# DOCUMENT EXTRACT:

# Mk3 Jetta parking brake question, HELP!



## RidintheVW (Jun 11, 2004)

I just got some new parking brake cables for my 95 jetta. supposedly the style of them changed midway in 95. I am 100% positive that I have the earlier ones (based on the VIN) but now I've run into the problem of installing it. 
The old lines have a metal tubing that sticks out a couple inched from under the call then leads the cable through the wall under the rear seats to the hand brake. In order for the parking brake to work, I am almost positive I need that metal tubing.
So my question is do I need that tubing, if so is there an easy way to get it off.


----------



## VWn00b (Mar 4, 2005)

Pretty sure the metal piece stays attached to the car itself, not the cable. When I did my mk4 caliper swap I had new cables too and the metal tube didn't come out with the cable.


----------



## RidintheVW (Jun 11, 2004)

Thanks man, I forgot to say I figured it out, thanks for the feedback though.


----------



## doobsta (Aug 25, 2003)

*Re: (RidintheVW)*

should have posted your solution, it may have helped other texers...in this instance me since I am in the middle of this right now


----------



## EMunEEE (Mar 28, 2005)

*Re: (doobsta)*

The metal tubes DO come out if you pull hard enough. I had to replace mines with the cables because the cables seized to the guide tube.
This DIY will help GREATLY!
http://faculty.ccp.edu/faculty...x.htm


----------



## VWn00b (Mar 4, 2005)

*Re: (EMunEEE)*


_Quote, originally posted by *EMunEEE* »_The metal tubes DO come out if you pull hard enough.

Yea, but there not supposed to come out


----------



## doobsta (Aug 25, 2003)

everything is sorted out now...
One tube was cut and the other I managed to salvage without breaking it.
For the one I cut I just added some hose to the end of it, about 2 " to pick yup- the remainder of the slack


----------

# WRITTEN EXERCISE:
Extract, word for word, everything in the parking brake thread from "Yea, but there" down to "without breaking it.". The entries stand apart from the parking brake thread and are separate material.

# RECORD EXCERPTS:

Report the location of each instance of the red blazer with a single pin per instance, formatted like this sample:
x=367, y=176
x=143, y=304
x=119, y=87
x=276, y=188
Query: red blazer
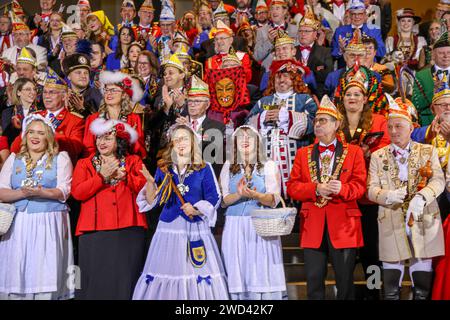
x=69, y=134
x=341, y=213
x=133, y=120
x=106, y=207
x=379, y=123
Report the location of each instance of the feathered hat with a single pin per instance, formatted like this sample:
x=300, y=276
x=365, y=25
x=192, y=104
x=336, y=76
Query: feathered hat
x=123, y=130
x=167, y=11
x=198, y=88
x=52, y=80
x=326, y=106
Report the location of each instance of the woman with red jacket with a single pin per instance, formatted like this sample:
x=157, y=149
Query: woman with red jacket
x=361, y=126
x=110, y=227
x=120, y=92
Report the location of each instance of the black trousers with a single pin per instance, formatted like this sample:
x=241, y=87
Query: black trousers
x=110, y=263
x=316, y=266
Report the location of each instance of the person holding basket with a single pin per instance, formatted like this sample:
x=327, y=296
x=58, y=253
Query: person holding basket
x=254, y=264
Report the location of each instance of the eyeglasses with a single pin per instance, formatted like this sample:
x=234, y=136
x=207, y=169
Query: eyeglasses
x=196, y=102
x=51, y=92
x=107, y=91
x=306, y=31
x=442, y=105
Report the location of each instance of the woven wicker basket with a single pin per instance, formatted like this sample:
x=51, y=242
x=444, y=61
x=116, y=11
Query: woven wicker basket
x=7, y=212
x=274, y=222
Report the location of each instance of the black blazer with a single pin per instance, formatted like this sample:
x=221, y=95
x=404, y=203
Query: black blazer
x=320, y=62
x=209, y=131
x=8, y=129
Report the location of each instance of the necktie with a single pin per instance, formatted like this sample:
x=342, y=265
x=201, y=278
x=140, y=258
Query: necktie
x=305, y=48
x=331, y=147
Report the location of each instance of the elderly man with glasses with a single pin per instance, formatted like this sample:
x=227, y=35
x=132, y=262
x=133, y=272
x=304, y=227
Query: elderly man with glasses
x=69, y=128
x=343, y=34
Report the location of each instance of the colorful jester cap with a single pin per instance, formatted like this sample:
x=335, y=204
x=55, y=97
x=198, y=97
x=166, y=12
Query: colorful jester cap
x=355, y=45
x=442, y=89
x=167, y=11
x=309, y=19
x=26, y=57
x=175, y=62
x=398, y=110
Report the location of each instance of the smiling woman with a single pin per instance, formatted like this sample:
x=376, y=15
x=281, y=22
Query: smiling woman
x=37, y=181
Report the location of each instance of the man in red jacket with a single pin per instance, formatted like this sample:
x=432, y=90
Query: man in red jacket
x=328, y=178
x=69, y=128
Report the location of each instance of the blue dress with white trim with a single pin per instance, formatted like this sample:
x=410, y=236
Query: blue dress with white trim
x=168, y=272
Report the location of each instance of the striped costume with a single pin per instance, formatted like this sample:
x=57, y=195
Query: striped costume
x=292, y=130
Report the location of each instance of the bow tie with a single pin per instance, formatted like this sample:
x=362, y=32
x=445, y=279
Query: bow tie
x=331, y=147
x=305, y=48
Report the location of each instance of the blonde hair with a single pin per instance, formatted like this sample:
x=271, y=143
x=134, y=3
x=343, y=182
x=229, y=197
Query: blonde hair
x=236, y=161
x=52, y=146
x=196, y=152
x=126, y=106
x=18, y=86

# PROBLEM SOLUTION:
Yea, but there not supposed to come out


----------



## doobsta (Aug 25, 2003)

everything is sorted out now...
One tube was cut and the other I managed to salvage without breaking it.